━━━━━ Data in this exercise ━━━━━
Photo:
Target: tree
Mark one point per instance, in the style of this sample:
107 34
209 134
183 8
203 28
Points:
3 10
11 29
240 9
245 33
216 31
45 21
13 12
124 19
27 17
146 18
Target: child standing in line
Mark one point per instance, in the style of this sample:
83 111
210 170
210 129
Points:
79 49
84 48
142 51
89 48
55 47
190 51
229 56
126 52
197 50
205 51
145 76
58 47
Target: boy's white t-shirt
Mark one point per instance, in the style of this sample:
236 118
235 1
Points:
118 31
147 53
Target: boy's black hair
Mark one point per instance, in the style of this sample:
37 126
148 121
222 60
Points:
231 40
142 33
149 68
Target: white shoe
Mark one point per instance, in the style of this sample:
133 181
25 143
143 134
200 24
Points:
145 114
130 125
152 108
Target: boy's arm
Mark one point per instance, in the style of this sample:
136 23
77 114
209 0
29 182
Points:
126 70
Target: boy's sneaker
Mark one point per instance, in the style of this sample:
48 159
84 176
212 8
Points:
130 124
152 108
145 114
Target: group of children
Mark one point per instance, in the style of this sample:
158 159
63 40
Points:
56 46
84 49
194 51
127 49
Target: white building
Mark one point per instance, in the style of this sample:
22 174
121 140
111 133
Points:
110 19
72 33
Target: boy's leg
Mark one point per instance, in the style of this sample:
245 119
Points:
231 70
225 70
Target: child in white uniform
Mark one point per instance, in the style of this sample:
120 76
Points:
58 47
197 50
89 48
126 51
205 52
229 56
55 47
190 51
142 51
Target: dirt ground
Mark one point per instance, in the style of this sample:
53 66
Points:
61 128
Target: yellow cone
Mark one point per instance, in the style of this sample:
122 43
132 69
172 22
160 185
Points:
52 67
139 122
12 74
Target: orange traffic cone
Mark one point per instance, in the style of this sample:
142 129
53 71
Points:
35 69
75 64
━━━━━
Copy every one of the entries above word for word, line by line, in the same order.

> [Full solution]
Photo:
Target: tree
Mark one point per instance, in the style of this sample:
107 34
209 134
183 8
203 28
Points:
3 10
11 29
240 9
245 33
216 31
45 21
13 12
124 19
27 17
146 18
Target: child standing in line
Mark one point per instance, in the style of this sample:
83 111
210 170
210 129
Points:
79 49
84 48
142 51
89 48
55 47
190 51
229 56
126 52
197 50
205 51
145 76
58 47
Target: boy's white t-shirt
Mark one point per instance, in the style of this sample:
236 118
235 1
Points:
118 31
147 53
Target: boy's black hair
Mark one point per instance, in the style of this sample:
37 126
148 121
222 60
Points:
231 40
142 33
149 68
Target: white shoe
Mark one point per instance, in the style of this sample:
133 181
25 143
143 134
200 24
Points:
145 114
130 125
152 108
Target: boy's arm
Mark one point per instance, in the style of this sample:
136 23
77 114
209 0
29 182
Points:
126 70
Target: boy's sneaker
Mark one point per instance, in the style of this sample:
48 159
84 176
212 8
Points:
130 124
152 108
145 114
Target: group of children
Mark one point per instance, in the style of this sample:
158 159
63 40
Points:
56 46
84 49
194 51
127 49
Target: white building
Mark one point per instance, in the style of this sample:
22 174
121 140
111 133
Points:
110 19
72 33
Target: boy's leg
Mark one point per instance, in the style of this sample:
245 119
Points:
231 70
225 70
Target: child in white uniform
Mark one point per instance, in the style of this sample:
120 76
Points:
58 47
197 50
89 48
126 51
205 52
229 56
55 47
190 51
142 51
Target: dirt ground
Mark one point per instance, in the style of this sample:
53 66
Points:
61 128
Target: yellow cone
Mark one point per instance, in the style of this sample:
122 43
132 69
172 22
160 185
Points:
52 67
139 122
12 74
Target: orange traffic cone
Mark one point per instance, in the style of this sample:
142 129
53 71
Points:
35 69
75 64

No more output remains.